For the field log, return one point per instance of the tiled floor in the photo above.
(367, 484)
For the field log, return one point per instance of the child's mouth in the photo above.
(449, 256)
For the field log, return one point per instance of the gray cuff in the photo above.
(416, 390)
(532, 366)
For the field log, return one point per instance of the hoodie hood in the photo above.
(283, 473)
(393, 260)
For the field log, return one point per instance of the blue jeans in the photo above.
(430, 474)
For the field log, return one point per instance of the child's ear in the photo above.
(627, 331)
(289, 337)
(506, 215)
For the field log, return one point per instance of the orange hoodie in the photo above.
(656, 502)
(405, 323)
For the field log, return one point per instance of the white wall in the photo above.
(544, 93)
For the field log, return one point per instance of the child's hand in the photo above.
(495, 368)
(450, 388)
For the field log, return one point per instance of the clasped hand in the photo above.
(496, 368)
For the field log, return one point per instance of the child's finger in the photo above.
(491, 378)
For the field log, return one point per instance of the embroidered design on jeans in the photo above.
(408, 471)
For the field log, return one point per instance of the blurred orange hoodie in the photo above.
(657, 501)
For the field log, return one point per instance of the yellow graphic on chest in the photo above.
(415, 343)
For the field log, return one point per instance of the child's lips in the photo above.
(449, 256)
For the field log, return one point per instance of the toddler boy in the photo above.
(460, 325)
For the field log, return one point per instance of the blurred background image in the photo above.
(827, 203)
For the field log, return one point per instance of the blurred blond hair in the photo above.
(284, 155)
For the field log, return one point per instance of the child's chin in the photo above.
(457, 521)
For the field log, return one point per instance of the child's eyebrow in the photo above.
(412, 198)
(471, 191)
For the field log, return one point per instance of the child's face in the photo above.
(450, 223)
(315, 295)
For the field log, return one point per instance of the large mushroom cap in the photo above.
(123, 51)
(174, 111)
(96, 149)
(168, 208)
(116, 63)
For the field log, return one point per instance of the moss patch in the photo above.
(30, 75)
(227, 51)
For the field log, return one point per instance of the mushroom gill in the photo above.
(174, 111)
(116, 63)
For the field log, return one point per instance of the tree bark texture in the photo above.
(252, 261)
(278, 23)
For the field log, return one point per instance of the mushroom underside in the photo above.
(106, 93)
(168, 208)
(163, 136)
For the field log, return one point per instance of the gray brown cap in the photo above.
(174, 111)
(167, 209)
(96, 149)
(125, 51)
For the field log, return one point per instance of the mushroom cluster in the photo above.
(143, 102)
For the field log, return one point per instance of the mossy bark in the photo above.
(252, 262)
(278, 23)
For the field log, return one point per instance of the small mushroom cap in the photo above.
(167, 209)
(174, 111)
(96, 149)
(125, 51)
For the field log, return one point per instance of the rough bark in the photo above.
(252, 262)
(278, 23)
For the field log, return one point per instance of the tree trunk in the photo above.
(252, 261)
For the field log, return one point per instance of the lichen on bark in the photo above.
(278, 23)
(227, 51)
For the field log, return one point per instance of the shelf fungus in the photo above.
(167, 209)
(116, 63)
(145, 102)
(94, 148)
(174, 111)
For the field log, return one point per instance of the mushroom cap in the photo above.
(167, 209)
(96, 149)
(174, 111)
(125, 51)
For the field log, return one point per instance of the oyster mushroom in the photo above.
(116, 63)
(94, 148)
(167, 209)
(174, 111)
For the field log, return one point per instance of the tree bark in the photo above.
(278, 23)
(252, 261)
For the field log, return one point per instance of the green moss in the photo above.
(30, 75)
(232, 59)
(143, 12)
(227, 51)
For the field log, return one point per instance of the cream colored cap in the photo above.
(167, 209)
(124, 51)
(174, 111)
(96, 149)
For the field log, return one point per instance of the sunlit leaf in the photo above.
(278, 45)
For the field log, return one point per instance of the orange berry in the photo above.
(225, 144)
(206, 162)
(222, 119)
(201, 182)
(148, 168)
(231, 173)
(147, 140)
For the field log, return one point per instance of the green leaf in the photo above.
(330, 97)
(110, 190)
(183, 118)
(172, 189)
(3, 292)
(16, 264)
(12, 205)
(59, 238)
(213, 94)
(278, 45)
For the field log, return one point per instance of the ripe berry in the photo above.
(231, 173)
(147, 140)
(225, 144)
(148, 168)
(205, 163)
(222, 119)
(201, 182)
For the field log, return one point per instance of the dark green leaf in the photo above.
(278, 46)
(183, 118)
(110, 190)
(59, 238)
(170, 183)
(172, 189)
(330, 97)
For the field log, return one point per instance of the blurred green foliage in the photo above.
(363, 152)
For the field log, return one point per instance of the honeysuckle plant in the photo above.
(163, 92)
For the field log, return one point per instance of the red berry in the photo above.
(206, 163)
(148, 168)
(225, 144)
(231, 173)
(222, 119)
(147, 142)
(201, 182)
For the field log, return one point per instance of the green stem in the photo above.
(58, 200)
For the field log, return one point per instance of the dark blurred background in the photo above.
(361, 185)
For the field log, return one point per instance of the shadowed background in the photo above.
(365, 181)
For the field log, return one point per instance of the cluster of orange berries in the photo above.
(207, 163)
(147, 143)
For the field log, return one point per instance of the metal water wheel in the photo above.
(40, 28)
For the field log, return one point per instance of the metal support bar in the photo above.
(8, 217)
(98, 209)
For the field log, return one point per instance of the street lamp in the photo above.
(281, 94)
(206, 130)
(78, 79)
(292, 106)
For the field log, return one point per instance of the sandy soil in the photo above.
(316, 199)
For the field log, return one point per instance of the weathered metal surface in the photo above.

> Given exercise: Return the entries above exactly, each one complete.

> The result:
For the field log, return one point per instance of the tiled floor in the photo above.
(367, 484)
For the field log, return one point per instance of the child's mouth in the photo above.
(449, 256)
For the field log, return one point per instance of the gray cuff in the photo above.
(416, 390)
(532, 366)
For the field log, return one point per instance of the hoodie hood in the photo above.
(283, 473)
(393, 260)
For the field log, return one point per instance of the blue jeans in the photo above.
(430, 474)
For the field log, return one point per instance of the child's ear in the photo above.
(627, 331)
(289, 337)
(506, 215)
For the field log, return one point per instance of the orange hoodie in the photo above.
(656, 502)
(405, 323)
For the field log, return one point per instance of the white wall in the photo above.
(544, 93)
For the field log, return one point per instance of the child's hand in the photo above.
(495, 368)
(450, 388)
For the field log, return one point per instance of the clasped hand in the photo above.
(496, 368)
For the field log, return one point per instance of the child's finger in the photo above.
(491, 378)
For the field log, return one point per instance of the embroidered design on jeans in the photo above.
(408, 471)
For the field log, return one point per instance of the blurred orange hoodie in the photo above.
(657, 501)
For the field log, return one point per instance of the yellow graphic on chest in the photo above.
(415, 343)
For the field log, return one point per instance of the child's lips in the photo above.
(449, 256)
For the field log, return one point per instance of the toddler boy in the photo above.
(460, 325)
For the field log, return one point per instance of the blurred background image in the photo above.
(827, 203)
For the field log, return one point per instance of the blurred blond hair in the photo above.
(284, 155)
For the field log, return one point per instance of the child's chin in the photo above.
(457, 521)
For the field log, return one point per instance of the child's eyebrow in the photo above.
(412, 198)
(471, 191)
For the field log, return one point per instance of the child's face in the photo above.
(450, 223)
(315, 295)
For the field log, return one point per instance of the large mushroom cap in the photo above.
(123, 51)
(174, 111)
(96, 149)
(168, 208)
(116, 63)
For the field log, return one point per instance of the moss patch in the photo above.
(30, 75)
(227, 51)
For the field log, return one point per instance of the mushroom gill in the photo above.
(174, 111)
(116, 63)
For the field log, return one point per instance of the tree bark texture in the photo above.
(252, 261)
(278, 23)
For the field log, return one point per instance of the mushroom underside in the photo above.
(106, 93)
(168, 208)
(163, 136)
For the field log, return one point per instance of the gray brown cap in the photo above.
(174, 111)
(167, 209)
(96, 149)
(125, 51)
For the field log, return one point per instance of the mushroom cluster in the photo above.
(143, 102)
For the field log, return one point per instance of the mossy bark in the photo above.
(252, 262)
(278, 23)
For the field log, return one point per instance of the small mushroom cap in the photo above.
(167, 209)
(174, 111)
(96, 149)
(125, 51)
For the field log, return one point per instance of the rough bark in the photo above.
(252, 262)
(278, 23)
For the field log, return one point per instance of the tree trunk in the photo above.
(252, 261)
For the field log, return one point per instance of the lichen on bark in the photo above.
(278, 23)
(227, 51)
For the field log, return one point per instance of the shelf fungus in the photo above.
(167, 209)
(116, 63)
(145, 102)
(94, 148)
(174, 111)
For the field log, return one point per instance of the mushroom cap in the photo above.
(167, 209)
(96, 149)
(174, 111)
(125, 51)
For the field log, return one point per instance of the oyster mushroom in the photo above.
(116, 63)
(94, 148)
(167, 209)
(174, 111)
For the field log, return one point per instance of the tree bark in the photo above.
(278, 23)
(252, 261)
For the field log, return one point per instance of the green moss in the photo above.
(30, 75)
(232, 59)
(143, 12)
(227, 51)
For the field log, return one point per instance of the cream colored cap in the photo above.
(167, 209)
(124, 51)
(174, 111)
(96, 149)
For the field log, return one point per instance of the sunlit leaf in the photo above.
(278, 45)
For the field log, return one point per instance of the orange berry in the photo above.
(225, 144)
(206, 162)
(222, 119)
(201, 182)
(148, 168)
(231, 173)
(147, 140)
For the field log, return one point per instance of the green leaf in the photo above.
(330, 97)
(110, 190)
(183, 118)
(172, 189)
(3, 292)
(16, 264)
(12, 205)
(59, 238)
(213, 94)
(278, 45)
For the field log, return one point per instance of the ripe berry in the photo above.
(231, 173)
(147, 140)
(225, 144)
(148, 168)
(205, 163)
(222, 119)
(201, 182)
For the field log, return one point per instance of the dark green leaf in the photo above.
(278, 46)
(183, 118)
(110, 190)
(59, 238)
(170, 183)
(172, 189)
(330, 97)
For the field log, return one point per instance of the blurred green foliage in the photo above.
(363, 152)
For the field log, return one point per instance of the honeysuckle plant in the photo above.
(163, 92)
For the field log, return one point per instance of the red berry in the photo above.
(206, 163)
(148, 168)
(225, 144)
(231, 173)
(222, 119)
(147, 142)
(201, 182)
For the field log, return one point per instance of the green stem in the photo above.
(58, 200)
For the field log, return one point per instance of the dark blurred background in the photo above.
(361, 185)
For the field log, return one point per instance of the shadowed background in the photo above.
(365, 181)
For the field log, return one point per instance of the cluster of orange berries in the photo above.
(207, 163)
(147, 143)
For the field log, return one point per instance of the metal water wheel in the photo above.
(40, 28)
For the field log, return one point per instance of the metal support bar in the photo above.
(8, 217)
(98, 209)
For the field log, return one point per instance of the street lamp in the photo above.
(281, 94)
(206, 130)
(78, 79)
(292, 106)
For the field log, return one point per instance of the sandy soil in the photo above.
(316, 199)
For the field log, return one point per instance of the weathered metal surface in the photo above.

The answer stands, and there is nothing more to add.